> **WORK TO BE COMPLETED**
Could the lines from the start of the data through the line with "pixel 137 44" be set down exactly, with no pictures among them?

> **EXERCISE MATERIAL**
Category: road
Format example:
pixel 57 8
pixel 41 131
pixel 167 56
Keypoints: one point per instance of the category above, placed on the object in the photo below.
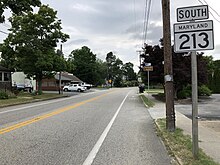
pixel 106 127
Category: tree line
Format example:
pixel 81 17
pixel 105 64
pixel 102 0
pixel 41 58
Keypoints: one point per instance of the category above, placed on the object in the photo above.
pixel 31 47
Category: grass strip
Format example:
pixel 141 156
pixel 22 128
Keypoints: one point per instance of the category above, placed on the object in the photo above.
pixel 180 146
pixel 27 98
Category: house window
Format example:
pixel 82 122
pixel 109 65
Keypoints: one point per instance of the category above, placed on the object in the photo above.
pixel 1 76
pixel 6 77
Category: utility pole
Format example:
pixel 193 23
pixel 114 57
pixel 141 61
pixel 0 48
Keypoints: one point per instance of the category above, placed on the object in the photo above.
pixel 61 52
pixel 168 67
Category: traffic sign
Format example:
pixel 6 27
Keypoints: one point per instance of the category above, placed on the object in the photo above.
pixel 193 36
pixel 192 13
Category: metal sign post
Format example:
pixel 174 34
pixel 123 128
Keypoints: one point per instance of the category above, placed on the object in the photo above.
pixel 195 148
pixel 190 37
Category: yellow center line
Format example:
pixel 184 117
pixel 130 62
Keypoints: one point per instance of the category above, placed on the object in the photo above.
pixel 56 112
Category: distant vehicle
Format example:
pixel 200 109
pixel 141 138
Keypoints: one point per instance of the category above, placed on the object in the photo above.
pixel 74 87
pixel 87 86
pixel 23 87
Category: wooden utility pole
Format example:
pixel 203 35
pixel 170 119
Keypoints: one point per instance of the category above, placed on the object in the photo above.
pixel 168 67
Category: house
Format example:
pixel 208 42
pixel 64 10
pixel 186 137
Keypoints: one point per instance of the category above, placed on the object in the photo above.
pixel 52 84
pixel 5 78
pixel 21 78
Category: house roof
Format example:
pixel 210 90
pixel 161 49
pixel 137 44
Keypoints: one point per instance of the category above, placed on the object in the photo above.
pixel 68 77
pixel 4 69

> **TASK SOLUTION**
Category: road
Format example:
pixel 57 8
pixel 41 131
pixel 167 56
Keypoints: one point per instance of the category above, placed on the object in the photo below.
pixel 106 127
Category: tree line
Format example:
pixel 81 17
pixel 105 64
pixel 102 0
pixel 41 58
Keypoints: one point per instance of the category above, placed on the object in the photo above.
pixel 31 47
Category: grass strip
Format example:
pixel 141 156
pixel 22 128
Keypoints: one point per instance of the category above, placed on the object in the photo above.
pixel 180 146
pixel 27 98
Category: house window
Format example:
pixel 82 122
pixel 109 65
Keypoints: one point per instance of the category above, placed on the object in the photo above.
pixel 1 76
pixel 6 77
Category: utility pole
Format example:
pixel 193 23
pixel 114 57
pixel 141 61
pixel 0 48
Keypoints: one point per instance of the category above, placed on the object in the photo above.
pixel 61 52
pixel 168 67
Category: traffic sign
Format example:
pixel 6 27
Keypoints: one point per instance of the category above, placed on the object in the photo above.
pixel 193 36
pixel 192 13
Category: metal sign post
Format example:
pixel 174 34
pixel 123 128
Keypoints: one point per instance of the category above, placed on the object in the photo above.
pixel 195 148
pixel 190 37
Category: yellow center line
Format example:
pixel 184 117
pixel 130 62
Keypoints: one point per instance of the category above, placed on the object in the photo above.
pixel 56 112
Category: distant vehicle
Format example:
pixel 200 109
pixel 141 138
Keypoints: one point per instance of the category above, placed on the object in the photo above.
pixel 74 87
pixel 87 86
pixel 23 87
Category: wooden utility pole
Format example:
pixel 203 35
pixel 170 119
Keypoints: one point per instance of the category above, placed on the object in the photo above.
pixel 168 67
Category: house
Format example:
pixel 208 42
pixel 64 10
pixel 186 137
Keypoints: one point per instance of the category above, placed on the object in the photo above.
pixel 52 84
pixel 5 78
pixel 21 78
Category: house roof
Format example:
pixel 210 90
pixel 161 49
pixel 137 44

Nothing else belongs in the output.